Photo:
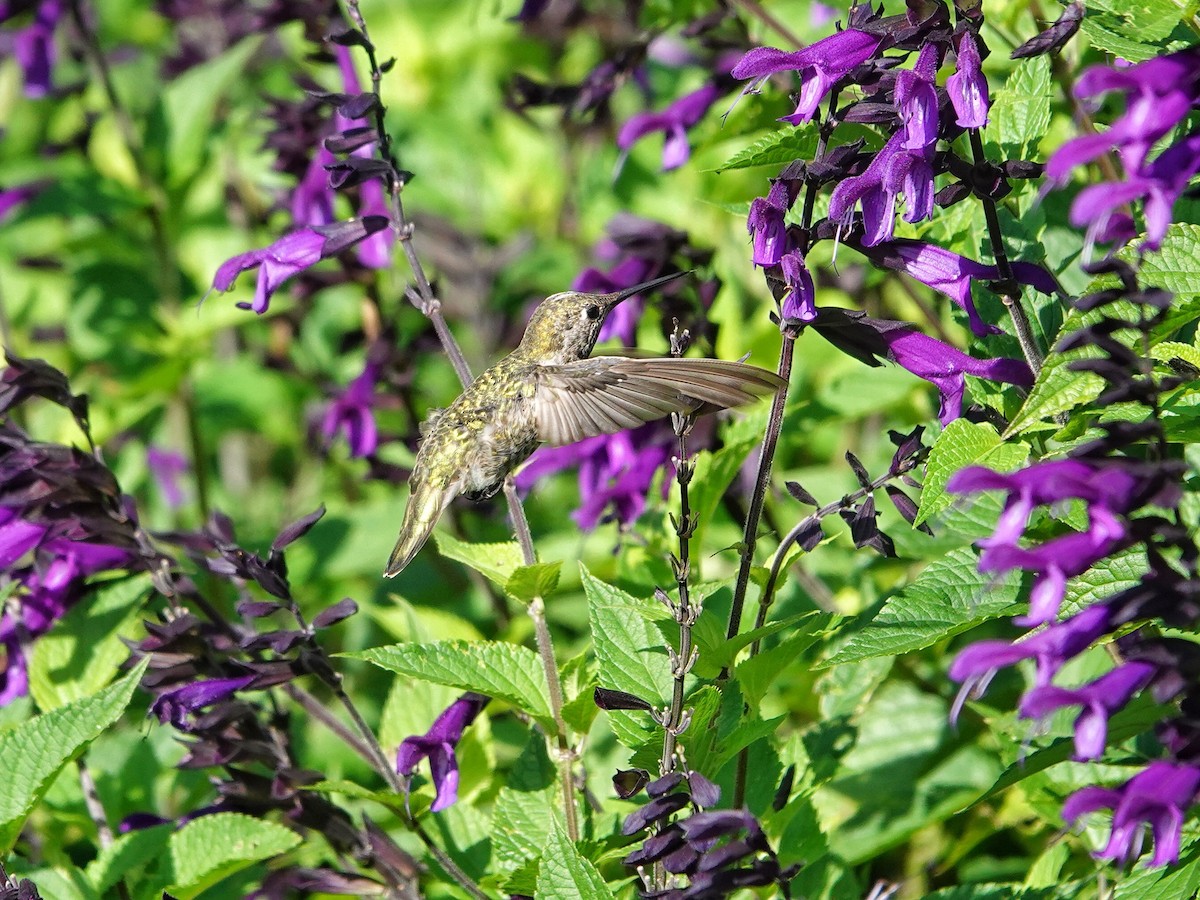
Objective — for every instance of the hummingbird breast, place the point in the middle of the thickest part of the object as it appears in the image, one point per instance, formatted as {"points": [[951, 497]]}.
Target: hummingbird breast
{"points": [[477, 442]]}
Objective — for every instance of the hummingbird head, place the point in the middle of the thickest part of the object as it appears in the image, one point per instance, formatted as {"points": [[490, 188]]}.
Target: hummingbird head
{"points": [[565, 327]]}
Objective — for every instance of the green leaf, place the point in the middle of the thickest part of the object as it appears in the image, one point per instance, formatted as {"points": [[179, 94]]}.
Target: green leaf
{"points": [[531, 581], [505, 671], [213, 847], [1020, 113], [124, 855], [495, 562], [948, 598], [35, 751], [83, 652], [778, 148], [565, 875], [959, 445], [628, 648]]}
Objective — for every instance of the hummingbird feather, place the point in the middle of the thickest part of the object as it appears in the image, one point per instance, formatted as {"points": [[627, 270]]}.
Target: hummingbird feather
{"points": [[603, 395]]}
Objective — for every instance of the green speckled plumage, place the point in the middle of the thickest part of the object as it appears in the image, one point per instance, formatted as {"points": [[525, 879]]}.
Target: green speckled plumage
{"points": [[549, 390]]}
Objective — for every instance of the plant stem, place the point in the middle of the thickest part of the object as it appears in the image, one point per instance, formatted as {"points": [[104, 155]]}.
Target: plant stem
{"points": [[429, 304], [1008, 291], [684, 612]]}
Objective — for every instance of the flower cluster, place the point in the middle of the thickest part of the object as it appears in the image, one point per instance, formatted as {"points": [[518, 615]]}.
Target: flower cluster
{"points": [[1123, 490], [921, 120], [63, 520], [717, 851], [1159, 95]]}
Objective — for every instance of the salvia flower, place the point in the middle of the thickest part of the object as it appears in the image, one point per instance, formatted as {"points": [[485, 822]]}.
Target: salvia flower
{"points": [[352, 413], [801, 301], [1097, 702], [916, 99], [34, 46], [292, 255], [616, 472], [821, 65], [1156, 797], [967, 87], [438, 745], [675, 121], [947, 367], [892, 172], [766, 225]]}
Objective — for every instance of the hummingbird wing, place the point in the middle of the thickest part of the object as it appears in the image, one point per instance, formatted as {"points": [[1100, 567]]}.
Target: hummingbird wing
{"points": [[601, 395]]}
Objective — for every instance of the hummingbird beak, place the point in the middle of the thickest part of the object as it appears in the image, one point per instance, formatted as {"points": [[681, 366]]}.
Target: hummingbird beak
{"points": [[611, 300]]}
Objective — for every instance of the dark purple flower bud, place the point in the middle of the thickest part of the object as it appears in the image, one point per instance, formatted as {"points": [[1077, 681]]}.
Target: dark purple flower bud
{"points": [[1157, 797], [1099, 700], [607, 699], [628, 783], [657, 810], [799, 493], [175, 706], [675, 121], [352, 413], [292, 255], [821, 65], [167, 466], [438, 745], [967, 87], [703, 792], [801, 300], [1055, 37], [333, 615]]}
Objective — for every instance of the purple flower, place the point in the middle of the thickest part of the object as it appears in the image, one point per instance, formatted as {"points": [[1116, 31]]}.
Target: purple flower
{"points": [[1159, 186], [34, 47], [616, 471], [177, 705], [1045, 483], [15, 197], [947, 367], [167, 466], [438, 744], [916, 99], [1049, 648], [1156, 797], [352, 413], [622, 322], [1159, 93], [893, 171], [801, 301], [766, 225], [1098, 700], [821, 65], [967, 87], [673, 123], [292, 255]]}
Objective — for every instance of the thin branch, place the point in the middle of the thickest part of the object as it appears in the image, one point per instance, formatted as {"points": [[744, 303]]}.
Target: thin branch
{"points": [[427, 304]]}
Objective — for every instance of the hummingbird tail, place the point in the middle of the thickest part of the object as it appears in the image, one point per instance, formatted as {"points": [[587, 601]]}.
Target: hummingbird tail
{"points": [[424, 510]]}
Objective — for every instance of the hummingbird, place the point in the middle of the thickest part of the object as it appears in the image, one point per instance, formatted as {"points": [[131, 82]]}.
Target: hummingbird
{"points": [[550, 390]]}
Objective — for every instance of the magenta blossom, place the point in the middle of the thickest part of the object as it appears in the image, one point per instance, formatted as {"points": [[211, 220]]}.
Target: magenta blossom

****************************************

▶ _Work task_
Going through the material above, work out how many lines contain the string "blossom" and give only that figure.

▶ _Exercise response_
2